> STATED TASK 1
Rewrite the passage on the Congo peacekeeping mission's budget from "This is a delicate" to "the mission’s future.", substituting "fair election" for "credible election".

This is a delicate year in the Democratic Republic of the Congo (DRC), with a general election scheduled for December, two years late, and a lot of unknowns about the resulting aftermath. While Joseph Kabila announced he will respect the constitutional term limits for the presidency, there are still concerns over whether a credible election can be held. It is in this context that the United Nations’ largest peacekeeping in terms of budget and number of personnel, the UN Organization Stabilization Mission in the Democratic Republic of Congo (MONUSCO), strives to execute its mandate. MONUSCO has had its own challenges of late—including the security of its personnel, highlighted in the “Cruz report,” and funding cuts—which make it a particularly interesting case study of UN peacekeeping.[1] A closer look at its budget is central to any conversation around the mission’s future.
The Budget Overall
In the lead up to the renewal of MONUSCO’s mandate in March, the Department for Peacekeeping Operations (DPKO) requested a $12 million budget increase for the mission. In the end, the budget of MONUSCO was cut by $27 million. From one perspective, the amount cut is relatively insignificant as they represent only around 2 percent of MONUSCO’s total budget, but the finances of the mission are so precarious that it could yet prove costly in the long term.

(Picture shape labeling items)
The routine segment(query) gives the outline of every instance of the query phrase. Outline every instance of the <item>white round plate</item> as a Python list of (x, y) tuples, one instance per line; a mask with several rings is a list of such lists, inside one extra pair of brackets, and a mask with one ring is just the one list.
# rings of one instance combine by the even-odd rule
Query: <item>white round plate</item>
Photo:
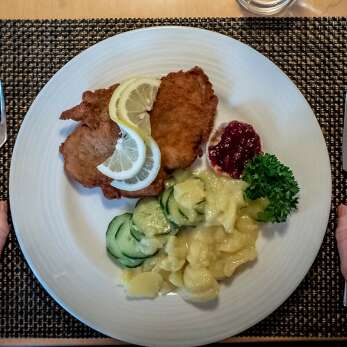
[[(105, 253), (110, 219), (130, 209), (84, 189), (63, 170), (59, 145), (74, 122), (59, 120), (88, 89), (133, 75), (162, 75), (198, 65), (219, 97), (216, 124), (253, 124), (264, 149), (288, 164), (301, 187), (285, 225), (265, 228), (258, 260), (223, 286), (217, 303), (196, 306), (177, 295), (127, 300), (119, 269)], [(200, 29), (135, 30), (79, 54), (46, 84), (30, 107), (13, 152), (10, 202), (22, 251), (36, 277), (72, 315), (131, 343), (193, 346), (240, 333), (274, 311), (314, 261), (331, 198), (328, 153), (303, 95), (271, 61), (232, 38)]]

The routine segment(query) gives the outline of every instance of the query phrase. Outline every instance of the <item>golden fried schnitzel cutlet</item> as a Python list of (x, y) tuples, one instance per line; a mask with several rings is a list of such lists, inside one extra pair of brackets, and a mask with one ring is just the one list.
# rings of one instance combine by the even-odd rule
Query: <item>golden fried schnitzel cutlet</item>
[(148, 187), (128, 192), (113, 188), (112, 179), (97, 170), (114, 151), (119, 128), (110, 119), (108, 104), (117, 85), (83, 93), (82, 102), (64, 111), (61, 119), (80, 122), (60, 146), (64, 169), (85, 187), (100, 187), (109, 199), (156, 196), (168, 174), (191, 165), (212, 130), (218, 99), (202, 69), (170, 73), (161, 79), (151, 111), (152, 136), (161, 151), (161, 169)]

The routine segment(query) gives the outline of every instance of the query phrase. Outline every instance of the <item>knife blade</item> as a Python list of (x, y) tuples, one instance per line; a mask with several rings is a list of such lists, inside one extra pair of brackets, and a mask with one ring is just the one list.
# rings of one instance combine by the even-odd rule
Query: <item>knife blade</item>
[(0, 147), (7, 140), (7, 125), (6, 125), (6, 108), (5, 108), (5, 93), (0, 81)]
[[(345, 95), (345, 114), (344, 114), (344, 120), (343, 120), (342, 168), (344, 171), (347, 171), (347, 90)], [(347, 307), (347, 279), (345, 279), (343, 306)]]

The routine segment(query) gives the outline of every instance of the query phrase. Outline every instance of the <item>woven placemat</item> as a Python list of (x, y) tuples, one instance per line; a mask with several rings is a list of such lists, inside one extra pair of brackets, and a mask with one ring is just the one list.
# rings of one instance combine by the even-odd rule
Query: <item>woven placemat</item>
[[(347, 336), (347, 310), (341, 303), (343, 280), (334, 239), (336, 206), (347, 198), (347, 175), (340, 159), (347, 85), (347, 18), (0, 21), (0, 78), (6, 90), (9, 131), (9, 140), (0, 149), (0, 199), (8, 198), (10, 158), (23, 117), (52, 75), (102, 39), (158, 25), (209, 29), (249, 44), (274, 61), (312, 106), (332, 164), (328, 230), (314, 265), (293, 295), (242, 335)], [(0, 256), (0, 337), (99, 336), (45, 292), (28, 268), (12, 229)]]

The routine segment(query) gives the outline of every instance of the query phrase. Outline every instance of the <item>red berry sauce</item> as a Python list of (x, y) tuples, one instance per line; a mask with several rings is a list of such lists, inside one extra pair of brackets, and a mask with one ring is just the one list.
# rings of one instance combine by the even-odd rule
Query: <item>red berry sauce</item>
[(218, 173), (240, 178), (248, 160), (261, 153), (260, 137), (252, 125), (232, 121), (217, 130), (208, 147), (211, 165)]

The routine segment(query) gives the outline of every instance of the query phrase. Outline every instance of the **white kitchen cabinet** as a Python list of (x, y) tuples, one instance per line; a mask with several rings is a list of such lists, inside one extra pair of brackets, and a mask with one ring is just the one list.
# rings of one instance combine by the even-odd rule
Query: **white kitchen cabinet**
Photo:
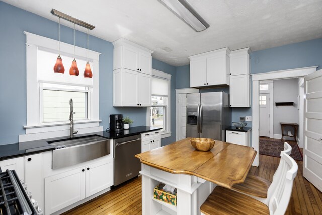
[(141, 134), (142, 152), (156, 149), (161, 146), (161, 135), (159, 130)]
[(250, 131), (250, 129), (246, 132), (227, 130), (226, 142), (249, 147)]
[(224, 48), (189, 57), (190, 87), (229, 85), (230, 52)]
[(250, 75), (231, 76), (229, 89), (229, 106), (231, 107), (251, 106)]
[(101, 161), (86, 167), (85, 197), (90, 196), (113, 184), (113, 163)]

> STATED TASK 2
Set down the records from the line with "of the <item>woven" to the line with "Query: <item>woven placemat</item>", including both of those lines and keeping every line unchanged.

> FULL SOLUTION 1
This is a delicate year in the Democratic Republic of the Congo (DRC), with a general election scheduled for December, two years late, and a lot of unknowns about the resulting aftermath. While Joseph Kabila announced he will respect the constitutional term limits for the presidency, there are still concerns over whether a fair election can be held. It is in this context that the United Nations’ largest peacekeeping in terms of budget and number of personnel, the UN Organization Stabilization Mission in the Democratic Republic of Congo (MONUSCO), strives to execute its mandate. MONUSCO has had its own challenges of late—including the security of its personnel, highlighted in the “Cruz report,” and funding cuts—which make it a particularly interesting case study of UN peacekeeping.[1] A closer look at its budget is central to any conversation around the mission’s future.

> FULL SOLUTION 2
The routine segment(query) gives the outline of every instance of the query phrase. Outline every instance of the <item>woven placemat</item> as a Python list of (x, y) tuples, one instance per line; a mask with several rings is a list of such lists, inside one extra pair of brackets, and a mask with one ring is just the one list.
# rings of one instance combine by the even-odd rule
Query: <item>woven placemat</item>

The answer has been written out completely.